Text shown:
########################################
I had a coworker who sold several vehicles via internet auction and had the winning bidder try to run a scam where they paid with a cashier’s check that was for about twice the amount of the winning bid and instruct her to send the overpayment to a person who was going to come and pick the vehicle up and drive it to the new owner. Turns out that the checks were forgeries. The buyer originated out of Nigeria in every case. The first time it happened she deposited the check but had trouble contacting the person who she was supposed to send the extra money to. She wanted to set up a time for him to pick the car up. Because of the delay (a week) she got a phone call from the bank telling her the check was bogus. She tried to contact the buyer but he suddenly disappeared. After that she told all winning buyers that all checks would be held until they cleared the bank. She had three or four “buyers” suddenly drop out of sight. When she added this disclaimer to all her auction listings the problem went away.
########################################
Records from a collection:
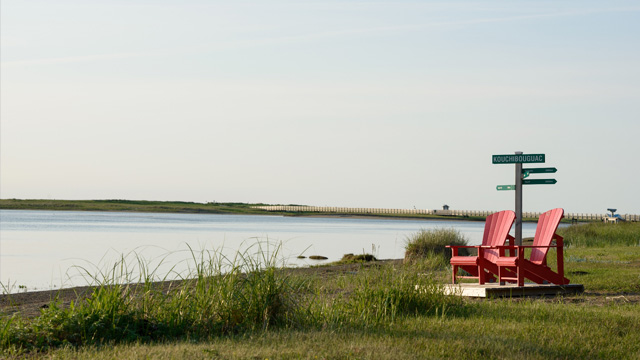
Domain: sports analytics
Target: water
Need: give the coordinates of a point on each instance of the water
(49, 249)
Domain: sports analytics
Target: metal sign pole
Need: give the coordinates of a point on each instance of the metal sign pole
(518, 201)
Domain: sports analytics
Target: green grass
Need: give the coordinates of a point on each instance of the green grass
(131, 205)
(599, 234)
(425, 243)
(249, 307)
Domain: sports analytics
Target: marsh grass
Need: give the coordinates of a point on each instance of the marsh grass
(220, 296)
(426, 243)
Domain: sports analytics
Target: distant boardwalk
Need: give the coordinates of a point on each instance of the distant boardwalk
(375, 211)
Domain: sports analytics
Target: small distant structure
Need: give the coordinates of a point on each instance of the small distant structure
(613, 217)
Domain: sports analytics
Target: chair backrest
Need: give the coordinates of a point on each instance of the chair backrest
(545, 231)
(496, 229)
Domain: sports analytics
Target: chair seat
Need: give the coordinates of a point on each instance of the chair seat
(506, 261)
(464, 260)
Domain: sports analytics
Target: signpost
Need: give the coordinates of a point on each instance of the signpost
(518, 159)
(539, 181)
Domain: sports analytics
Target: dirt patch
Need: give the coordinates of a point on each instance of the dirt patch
(30, 304)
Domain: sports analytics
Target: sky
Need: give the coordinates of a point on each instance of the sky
(384, 104)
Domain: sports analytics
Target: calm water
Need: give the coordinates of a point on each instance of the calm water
(44, 249)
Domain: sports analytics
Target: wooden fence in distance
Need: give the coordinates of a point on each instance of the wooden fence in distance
(477, 213)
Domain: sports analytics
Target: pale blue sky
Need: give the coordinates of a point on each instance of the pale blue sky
(391, 104)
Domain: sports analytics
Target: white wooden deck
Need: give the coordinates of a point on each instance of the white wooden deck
(511, 290)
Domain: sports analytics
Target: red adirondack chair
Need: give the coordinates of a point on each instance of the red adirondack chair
(535, 268)
(496, 233)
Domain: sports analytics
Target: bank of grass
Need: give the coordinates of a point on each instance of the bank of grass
(131, 206)
(372, 311)
(599, 234)
(223, 297)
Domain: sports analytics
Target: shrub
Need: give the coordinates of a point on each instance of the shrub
(428, 243)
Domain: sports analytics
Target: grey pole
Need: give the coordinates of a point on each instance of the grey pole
(518, 201)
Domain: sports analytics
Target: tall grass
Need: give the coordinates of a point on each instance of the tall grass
(601, 234)
(220, 296)
(427, 243)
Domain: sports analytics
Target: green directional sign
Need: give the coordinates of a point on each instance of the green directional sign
(539, 181)
(539, 170)
(517, 158)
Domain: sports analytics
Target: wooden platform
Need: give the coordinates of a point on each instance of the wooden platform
(511, 290)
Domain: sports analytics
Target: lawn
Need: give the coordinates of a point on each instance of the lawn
(346, 311)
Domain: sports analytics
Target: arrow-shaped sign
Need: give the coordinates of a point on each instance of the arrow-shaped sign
(539, 181)
(539, 170)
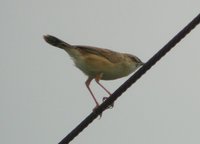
########################################
Task list:
1: Extract every line of the listing that contains the string "tall".
2: Continue the account of the auction check scam, picking up after its final sentence.

Responses for each task:
1:
Target: tall grass
Need: give the coordinates of a point on each instance of the tall grass

2:
Anonymous Coward says:

Re: different scam

This is a classic example of the new nigerian 419 scam. I’m sure Mike’s run a paragraph on this one, too, with links.

You want to tell your friend to be careful even with cheques that clear, as I think some cheques in those cases also appeared to have cleared, only to have come up bad later on, and the bank siezed the funds. Something shady like that.

Look up the story again, give it a read, and pass it on to your friend.